▶ **Text**

--*--

Parameter Type Default Description
num_filters int 32 Number of convolutional filters
kernel_sizes list [3, 5, 7] Multi-scale kernel sizes
threshold float 0.5 Peak calling threshold
temperature float 1.0 Temperature for soft operations

VAE Denoising Mode¤

The peak caller supports an optional VAE denoising step that preprocesses the coverage signal before peak detection. When enabled, a Poisson decoder (following the SCALE approach) models count data, and the denoised signal is used for downstream peak calling. This is configured via the use_vae_denoising parameter.

--*--

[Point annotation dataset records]
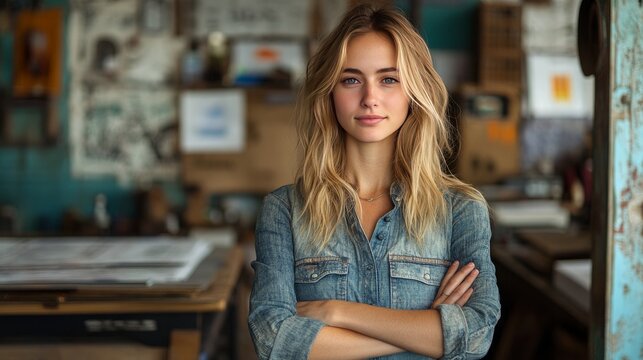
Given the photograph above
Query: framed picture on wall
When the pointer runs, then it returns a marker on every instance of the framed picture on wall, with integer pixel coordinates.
(37, 53)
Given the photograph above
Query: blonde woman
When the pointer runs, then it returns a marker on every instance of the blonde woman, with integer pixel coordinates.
(375, 250)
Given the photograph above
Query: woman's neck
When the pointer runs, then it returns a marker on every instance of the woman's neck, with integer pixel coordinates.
(369, 167)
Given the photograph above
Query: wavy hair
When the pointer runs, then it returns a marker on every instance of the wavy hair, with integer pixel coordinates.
(422, 140)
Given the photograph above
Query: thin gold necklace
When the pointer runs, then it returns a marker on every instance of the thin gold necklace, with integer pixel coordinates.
(371, 199)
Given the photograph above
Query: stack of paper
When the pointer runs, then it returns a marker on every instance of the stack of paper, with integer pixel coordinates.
(573, 278)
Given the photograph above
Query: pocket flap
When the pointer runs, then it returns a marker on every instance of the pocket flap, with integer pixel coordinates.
(311, 270)
(430, 274)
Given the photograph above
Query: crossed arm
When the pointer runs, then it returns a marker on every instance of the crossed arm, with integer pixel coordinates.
(355, 330)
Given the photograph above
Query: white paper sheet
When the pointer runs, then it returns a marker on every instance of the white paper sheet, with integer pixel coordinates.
(100, 260)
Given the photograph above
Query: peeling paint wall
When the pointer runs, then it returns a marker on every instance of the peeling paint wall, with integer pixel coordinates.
(624, 322)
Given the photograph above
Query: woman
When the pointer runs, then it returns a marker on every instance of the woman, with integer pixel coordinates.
(374, 251)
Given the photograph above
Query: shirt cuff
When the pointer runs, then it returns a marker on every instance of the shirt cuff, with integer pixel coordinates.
(295, 338)
(454, 331)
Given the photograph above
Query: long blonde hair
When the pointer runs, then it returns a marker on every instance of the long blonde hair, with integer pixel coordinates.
(421, 141)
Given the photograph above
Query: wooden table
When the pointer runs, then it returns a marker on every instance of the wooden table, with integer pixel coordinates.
(185, 325)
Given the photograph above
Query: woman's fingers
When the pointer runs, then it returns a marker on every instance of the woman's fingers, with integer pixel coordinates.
(450, 271)
(463, 287)
(467, 295)
(457, 279)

--*--

▶ **Parts of the exercise**
- a) According to the peak caller text, which parameter turns on the VAE denoising step?
- b) Count the lines of the records that contain the string "hair", matching case exactly, and give only the number.
The text and the records were taken from unrelated sources.

▶ **Solutions**
- a) The use_vae_denoising parameter.

- b) 4